Named-object pointing records:
◆ ◆ ◆
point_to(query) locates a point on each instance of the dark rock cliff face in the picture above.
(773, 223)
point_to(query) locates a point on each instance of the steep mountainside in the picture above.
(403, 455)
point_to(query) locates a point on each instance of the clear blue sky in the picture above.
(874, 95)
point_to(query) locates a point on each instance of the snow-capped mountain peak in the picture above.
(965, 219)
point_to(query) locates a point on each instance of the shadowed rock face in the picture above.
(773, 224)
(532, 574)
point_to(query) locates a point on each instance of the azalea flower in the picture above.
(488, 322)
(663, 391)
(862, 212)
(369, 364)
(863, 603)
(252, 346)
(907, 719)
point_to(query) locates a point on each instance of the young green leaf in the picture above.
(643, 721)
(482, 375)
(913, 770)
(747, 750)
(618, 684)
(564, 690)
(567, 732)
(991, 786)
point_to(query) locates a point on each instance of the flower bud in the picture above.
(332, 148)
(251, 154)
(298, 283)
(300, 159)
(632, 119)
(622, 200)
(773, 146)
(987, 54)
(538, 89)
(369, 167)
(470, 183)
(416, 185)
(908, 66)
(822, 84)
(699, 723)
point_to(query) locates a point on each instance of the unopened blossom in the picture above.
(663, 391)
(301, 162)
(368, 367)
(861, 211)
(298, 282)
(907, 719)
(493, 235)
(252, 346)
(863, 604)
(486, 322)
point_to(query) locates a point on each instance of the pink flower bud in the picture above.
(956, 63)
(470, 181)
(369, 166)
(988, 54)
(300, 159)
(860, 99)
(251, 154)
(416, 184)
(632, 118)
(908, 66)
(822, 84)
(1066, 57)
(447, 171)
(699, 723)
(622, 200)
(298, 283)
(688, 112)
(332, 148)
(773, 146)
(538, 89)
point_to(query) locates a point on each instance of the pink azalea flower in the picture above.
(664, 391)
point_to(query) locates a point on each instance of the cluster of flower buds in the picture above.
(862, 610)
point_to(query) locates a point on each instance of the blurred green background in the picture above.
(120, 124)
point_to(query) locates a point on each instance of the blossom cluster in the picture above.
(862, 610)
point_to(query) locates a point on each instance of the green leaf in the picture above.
◆ ◆ ◆
* **CHALLENGE**
Reproduce the entries above in full, verbatim.

* **REPLY TO THE EXERCISE**
point_to(query) locates a point on each instance of the dark rock cliff face in the picture above.
(773, 223)
point_to(query) locates a point on each instance of the steep mountainside in the picture above.
(403, 455)
point_to(query) locates a point on each instance of the clear blue sky in the picture above.
(874, 95)
point_to(query) locates a point on each instance of the snow-capped mountain peak in the picture above.
(965, 219)
point_to(query) locates a point on each instance of the shadowed rock face in the picture above.
(773, 224)
(532, 574)
point_to(query) locates a point on each instance of the azalea flower in the picture above.
(488, 322)
(663, 391)
(862, 212)
(369, 364)
(863, 603)
(252, 346)
(907, 719)
point_to(query) locates a point on each instance of the young green leaf in the picture above.
(643, 721)
(482, 375)
(913, 770)
(747, 750)
(618, 684)
(564, 690)
(567, 732)
(991, 786)
point_to(query) locates a point on each instance of the flower bud in the picture above.
(332, 148)
(251, 154)
(298, 283)
(300, 159)
(632, 119)
(622, 200)
(773, 146)
(987, 54)
(538, 89)
(369, 167)
(470, 183)
(416, 185)
(908, 66)
(822, 84)
(699, 723)
point_to(query) locates a point on each instance of the unopened blossom in the picture above.
(663, 391)
(301, 162)
(368, 367)
(861, 211)
(298, 282)
(907, 719)
(493, 235)
(252, 346)
(863, 604)
(486, 322)
point_to(query) locates a point on each instance of the pink flower bud in the picture above.
(956, 63)
(470, 181)
(369, 166)
(988, 54)
(300, 159)
(860, 99)
(251, 154)
(416, 184)
(632, 118)
(908, 66)
(822, 84)
(1066, 57)
(447, 171)
(699, 723)
(622, 200)
(298, 283)
(688, 112)
(332, 148)
(773, 146)
(538, 89)
point_to(query) locates a point on each instance of the pink azalea flower in the picture above.
(664, 391)
point_to(query) locates a point on each instance of the cluster of flower buds in the picture above.
(862, 610)
point_to(query) locates a point on each instance of the blurred green background in the picture above.
(120, 124)
point_to(query) locates a point on each instance of the blossom cluster in the picture above.
(862, 610)
point_to(query) locates a point on each instance of the green leaf in the picture above.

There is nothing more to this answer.